TASKS:
1: Using the text on BC wine prices, answer each question on its own line:
(a) What prices does one new winery charge for its "artisanal" wines?
(b) By how much do restaurateurs have to mark up such wines?
(c) What does VQA stand for?
2: List every wine, with its price, that the text on BC wine prices names as a more reputable option from the BCLB website.
3: In one to three sentences, explain why the writer of the text on BC wine prices says the wines found on the BCLB website carry virtually no risk.

TEXT TO READ:
=-=-=-=-=

A slightly different approach to my yearly rant against the rising prices of BC wine…this time, I want to talk about “how much is too much” for a bottle of BC wine.

As usual, I want to emphasize that I have no problem with a wine’s price if it sells. I may not be able to afford it – see California Cult wines, most Barolos, Hermitages, etc – and I may not like its style (see Bordeaux), but if the market will bear the price – then go for it!

But I remain curious about the logic around the prices of some of the recently released BC wines. One winery, in particular, has its new “artisanal” wines priced at…wait for it…$90, $115 and $125! And they were being promoted by a local BC wine writer.

Sorry, but that just doesn’t compute with me.

First off, it is a brand new winery, with no track record…who in their right mind would spend that kind of money when there is no history of what the wine will taste like?

Second, assuming that the wines are meant to age…there is also no track record of that either! What if in 3, 5, 8 or more years, you open them up and your “investment” tastes like a glass of toothpicks!

Third, if you really want to spend that kind of money on wine (and, to be clear, I don’t), a quick check of the BCLB website shows you have a lot more reputable options. How about the 2014 Saint Joseph le Clos by Chapoutier for $119 (97 points by Parker)? Or the 2010 Barbaresco Sori Paitin for $105 (also 97 points by Parker)? Even the 2014 regular Caymus Cabernet Sauvignon at $115 (and 94 points). All of these wines have years (if not decades) of pedigree, so if you like the style, there is virtually no risk.

Fourth, who exactly is going to buy these wines? Not your average wine drinker, of course…and not even wine dweebs like me. Not restauranteurs, as they have to mark them up 2 – 3 times. So is it tourists, wanting to take something back with them? But how many of them will spend that much money on a BC bottle of wine?

Finally – and I realize this is the toughest, most subjective argument – how can these wines be good enough to charge that kind of price? Personally, I won’t spend that kind of money on any wine, let alone a BC wine (except in a restaurant, of course, where the cost has been at least doubled). And that’s because I just don’t think wine is worth that much money.

Okay, enough ranting by me for this year! But one last dig…I bet if you go looking for those wines a few months from now, they will still be available…and there will be lots of them!

SB

http://www.sbwinesite.com

To VQA or not VQA – is that the Question?

August 15, 2013

Back from a week or so off, and during that time I read an interesting article in one of the newspapers about the sale of VQA wines in BC, which are apparently declining. For those outside the province, VQA stands for Vintners Quality Alliance, and is a program that was brought in a number of years ago to increase the standards of wine in Canada. There are strict regulations involved in making a “VQA” wine, as well as costs to the wineries to participate.

=-=-=-=-=

STORED DATA:
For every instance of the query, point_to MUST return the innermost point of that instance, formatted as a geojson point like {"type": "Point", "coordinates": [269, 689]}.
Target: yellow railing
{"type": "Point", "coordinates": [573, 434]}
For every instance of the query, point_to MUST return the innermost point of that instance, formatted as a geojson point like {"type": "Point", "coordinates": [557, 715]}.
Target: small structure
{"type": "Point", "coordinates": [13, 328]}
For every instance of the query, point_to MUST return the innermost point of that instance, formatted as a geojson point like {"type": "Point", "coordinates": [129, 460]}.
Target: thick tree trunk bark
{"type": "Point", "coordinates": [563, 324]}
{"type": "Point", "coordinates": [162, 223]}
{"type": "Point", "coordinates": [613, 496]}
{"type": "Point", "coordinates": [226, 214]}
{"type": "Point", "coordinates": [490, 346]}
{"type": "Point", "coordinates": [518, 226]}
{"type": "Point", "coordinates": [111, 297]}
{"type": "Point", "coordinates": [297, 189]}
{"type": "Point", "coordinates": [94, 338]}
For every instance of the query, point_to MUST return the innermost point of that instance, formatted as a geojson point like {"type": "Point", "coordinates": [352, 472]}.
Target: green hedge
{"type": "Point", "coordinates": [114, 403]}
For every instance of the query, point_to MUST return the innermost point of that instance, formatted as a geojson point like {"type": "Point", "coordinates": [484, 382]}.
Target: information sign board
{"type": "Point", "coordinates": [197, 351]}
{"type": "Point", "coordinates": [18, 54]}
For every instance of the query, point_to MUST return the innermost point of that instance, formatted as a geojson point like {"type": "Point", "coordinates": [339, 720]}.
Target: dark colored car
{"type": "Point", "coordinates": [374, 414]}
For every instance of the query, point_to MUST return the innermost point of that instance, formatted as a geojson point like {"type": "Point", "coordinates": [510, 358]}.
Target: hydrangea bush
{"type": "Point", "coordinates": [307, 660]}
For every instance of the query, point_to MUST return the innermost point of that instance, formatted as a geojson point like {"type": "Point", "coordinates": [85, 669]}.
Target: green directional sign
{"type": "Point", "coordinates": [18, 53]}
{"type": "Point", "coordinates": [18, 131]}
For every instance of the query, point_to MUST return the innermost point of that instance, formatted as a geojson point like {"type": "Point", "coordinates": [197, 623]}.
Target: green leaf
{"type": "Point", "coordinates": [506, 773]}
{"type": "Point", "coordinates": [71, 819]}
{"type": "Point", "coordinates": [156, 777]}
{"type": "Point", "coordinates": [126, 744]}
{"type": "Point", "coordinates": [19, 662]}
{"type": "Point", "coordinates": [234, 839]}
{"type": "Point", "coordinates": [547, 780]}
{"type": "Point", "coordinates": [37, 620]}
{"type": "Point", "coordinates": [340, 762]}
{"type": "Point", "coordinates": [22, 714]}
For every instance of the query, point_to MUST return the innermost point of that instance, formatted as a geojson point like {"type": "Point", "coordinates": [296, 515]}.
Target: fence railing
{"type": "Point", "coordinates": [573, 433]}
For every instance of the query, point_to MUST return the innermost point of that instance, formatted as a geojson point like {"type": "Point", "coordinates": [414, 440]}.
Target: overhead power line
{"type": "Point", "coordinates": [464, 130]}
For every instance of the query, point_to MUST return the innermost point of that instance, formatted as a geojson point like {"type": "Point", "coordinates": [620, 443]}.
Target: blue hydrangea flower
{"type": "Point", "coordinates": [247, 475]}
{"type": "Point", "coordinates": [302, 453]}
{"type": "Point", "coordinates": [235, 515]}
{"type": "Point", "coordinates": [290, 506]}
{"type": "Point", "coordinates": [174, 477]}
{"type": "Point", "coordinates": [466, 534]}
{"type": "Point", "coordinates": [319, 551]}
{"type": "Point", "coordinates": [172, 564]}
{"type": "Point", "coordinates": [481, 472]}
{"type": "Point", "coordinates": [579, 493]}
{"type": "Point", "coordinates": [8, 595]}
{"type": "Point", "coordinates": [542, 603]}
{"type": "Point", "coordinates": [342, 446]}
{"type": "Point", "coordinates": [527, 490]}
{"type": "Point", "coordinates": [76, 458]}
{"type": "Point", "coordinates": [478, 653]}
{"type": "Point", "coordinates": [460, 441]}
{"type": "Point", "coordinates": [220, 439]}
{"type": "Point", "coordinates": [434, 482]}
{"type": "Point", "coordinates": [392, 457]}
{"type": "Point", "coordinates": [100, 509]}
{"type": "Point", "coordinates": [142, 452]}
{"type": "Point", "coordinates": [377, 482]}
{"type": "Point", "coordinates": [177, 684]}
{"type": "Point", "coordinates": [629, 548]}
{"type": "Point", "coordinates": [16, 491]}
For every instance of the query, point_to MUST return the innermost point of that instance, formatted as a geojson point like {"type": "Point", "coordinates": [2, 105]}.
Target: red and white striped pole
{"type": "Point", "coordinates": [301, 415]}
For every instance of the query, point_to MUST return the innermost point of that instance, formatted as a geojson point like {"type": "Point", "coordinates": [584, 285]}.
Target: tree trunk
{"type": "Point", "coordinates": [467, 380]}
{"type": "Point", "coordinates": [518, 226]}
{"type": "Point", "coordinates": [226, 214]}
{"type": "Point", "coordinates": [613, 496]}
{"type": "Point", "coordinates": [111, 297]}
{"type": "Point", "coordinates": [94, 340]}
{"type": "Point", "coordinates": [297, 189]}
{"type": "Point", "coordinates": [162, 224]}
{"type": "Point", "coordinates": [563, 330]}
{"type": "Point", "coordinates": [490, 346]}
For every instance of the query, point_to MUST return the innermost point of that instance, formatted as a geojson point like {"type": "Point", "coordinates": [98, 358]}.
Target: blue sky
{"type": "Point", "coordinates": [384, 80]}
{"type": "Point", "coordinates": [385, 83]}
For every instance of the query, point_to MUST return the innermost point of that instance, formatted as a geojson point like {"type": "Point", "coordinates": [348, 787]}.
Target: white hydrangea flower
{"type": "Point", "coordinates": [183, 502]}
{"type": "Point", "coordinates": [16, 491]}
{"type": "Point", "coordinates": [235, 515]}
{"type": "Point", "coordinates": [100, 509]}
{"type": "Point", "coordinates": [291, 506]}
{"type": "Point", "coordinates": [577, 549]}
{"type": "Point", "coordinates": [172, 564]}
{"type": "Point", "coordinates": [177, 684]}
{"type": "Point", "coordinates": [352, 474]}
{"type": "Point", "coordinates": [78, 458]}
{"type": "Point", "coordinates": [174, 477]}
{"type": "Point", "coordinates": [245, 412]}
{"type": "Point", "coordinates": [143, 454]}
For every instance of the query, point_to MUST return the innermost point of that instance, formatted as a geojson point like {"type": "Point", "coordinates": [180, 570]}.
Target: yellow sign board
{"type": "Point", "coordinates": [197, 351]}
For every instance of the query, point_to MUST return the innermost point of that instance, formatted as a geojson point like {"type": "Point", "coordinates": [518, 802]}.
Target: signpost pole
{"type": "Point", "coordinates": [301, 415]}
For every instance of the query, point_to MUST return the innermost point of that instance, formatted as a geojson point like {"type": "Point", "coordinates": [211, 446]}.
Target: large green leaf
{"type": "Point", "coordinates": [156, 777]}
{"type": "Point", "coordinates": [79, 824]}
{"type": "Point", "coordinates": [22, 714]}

=-=-=-=-=

EXPECTED ANSWERS:
1:
(a) $90, $115 and $125.
(b) 2 to 3 times.
(c) Vintners Quality Alliance.

2:
- 2014 Saint Joseph le Clos by Chapoutier, $119
- 2010 Barbaresco Sori Paitin, $105
- 2014 regular Caymus Cabernet Sauvignon, $115

3: Each of those wines has years, if not decades, of pedigree. For a buyer who likes the style, there is therefore virtually no risk.